Task requirements: Exact repetition of every entry is required.

########

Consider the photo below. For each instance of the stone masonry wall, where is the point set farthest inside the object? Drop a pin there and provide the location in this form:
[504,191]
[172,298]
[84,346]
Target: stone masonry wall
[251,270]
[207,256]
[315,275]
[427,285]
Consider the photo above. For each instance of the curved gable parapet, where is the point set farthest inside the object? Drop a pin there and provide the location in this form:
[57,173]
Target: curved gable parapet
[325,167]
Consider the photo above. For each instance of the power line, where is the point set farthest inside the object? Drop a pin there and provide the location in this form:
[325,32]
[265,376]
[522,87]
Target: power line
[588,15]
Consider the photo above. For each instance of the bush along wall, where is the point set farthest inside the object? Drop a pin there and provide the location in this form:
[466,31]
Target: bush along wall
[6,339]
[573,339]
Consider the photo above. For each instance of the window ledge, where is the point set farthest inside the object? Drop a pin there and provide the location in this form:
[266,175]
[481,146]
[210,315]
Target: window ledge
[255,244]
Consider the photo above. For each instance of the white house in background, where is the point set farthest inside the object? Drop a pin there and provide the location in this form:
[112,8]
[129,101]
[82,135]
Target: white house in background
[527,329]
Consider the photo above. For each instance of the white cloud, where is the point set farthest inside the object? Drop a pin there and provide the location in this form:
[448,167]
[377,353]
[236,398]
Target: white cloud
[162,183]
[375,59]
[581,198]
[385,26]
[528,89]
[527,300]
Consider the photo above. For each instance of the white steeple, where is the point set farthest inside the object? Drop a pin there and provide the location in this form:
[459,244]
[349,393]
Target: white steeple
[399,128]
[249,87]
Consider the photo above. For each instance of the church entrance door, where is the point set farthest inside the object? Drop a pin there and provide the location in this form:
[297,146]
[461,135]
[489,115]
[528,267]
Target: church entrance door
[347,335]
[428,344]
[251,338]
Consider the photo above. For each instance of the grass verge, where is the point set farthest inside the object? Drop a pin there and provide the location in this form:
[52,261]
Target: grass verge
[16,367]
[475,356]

########

Task output:
Consider the photo below. For each instance of the stone masonry wall, where is the point set farthest inside the object? Drop a pin there and provide the location in this form:
[504,191]
[172,298]
[84,346]
Target: stone masonry wall
[251,270]
[207,256]
[315,275]
[427,285]
Consider the photo above. For each instance of the curved gable parapet, where is the point set farthest inside the object? Drop a pin there and provide the location in this form:
[57,173]
Target: curved gable parapet
[325,167]
Consider the photo above. For each instance of the power line, where is the point set farthest inside the object? Drop a pin there and provide the location in this form:
[325,32]
[265,376]
[522,87]
Target: power line
[588,15]
Consider the photo above. For each instance of the bush along wall, where is the point set farthest inside the object? Drop a pin there and provide the location in this form:
[466,31]
Target: bush along wall
[6,339]
[573,339]
Consider the photo above. For each instance of the window ledge, where is the point set farthest inside the object? Drop a pin there and provide the location in this form:
[266,175]
[481,146]
[210,315]
Target: window ledge
[255,244]
Consider the photo above. For each instance of the white house in background, where is the point set farthest inside the object? Drop a pin there and provide the location in this form:
[112,8]
[129,101]
[82,135]
Target: white house in background
[527,329]
Consider the photo above. For each instance of the white cloud, where is the point set farthest inside the object? Drop a pin there and provide the location in this form:
[448,167]
[377,353]
[236,398]
Target: white cloud
[162,183]
[375,59]
[581,198]
[385,26]
[528,89]
[527,300]
Consider the photo above. For each instance of the white steeple, where is the point set farthest inside the object? Drop a pin there and provide the location in this form:
[459,244]
[349,393]
Target: white steeple
[399,128]
[249,87]
Consider the photo above. For each instance of the church entrance door, where is the point set farthest inside the object? Drop a pin there and provide the location in this form:
[297,146]
[461,135]
[489,115]
[528,267]
Target: church entrance door
[347,335]
[428,344]
[251,338]
Consider the photo above. For each instance of the grass verge, where is the point set farthest inside the object? Drop a pin there and provide the location in this form:
[52,261]
Target: grass verge
[16,367]
[475,356]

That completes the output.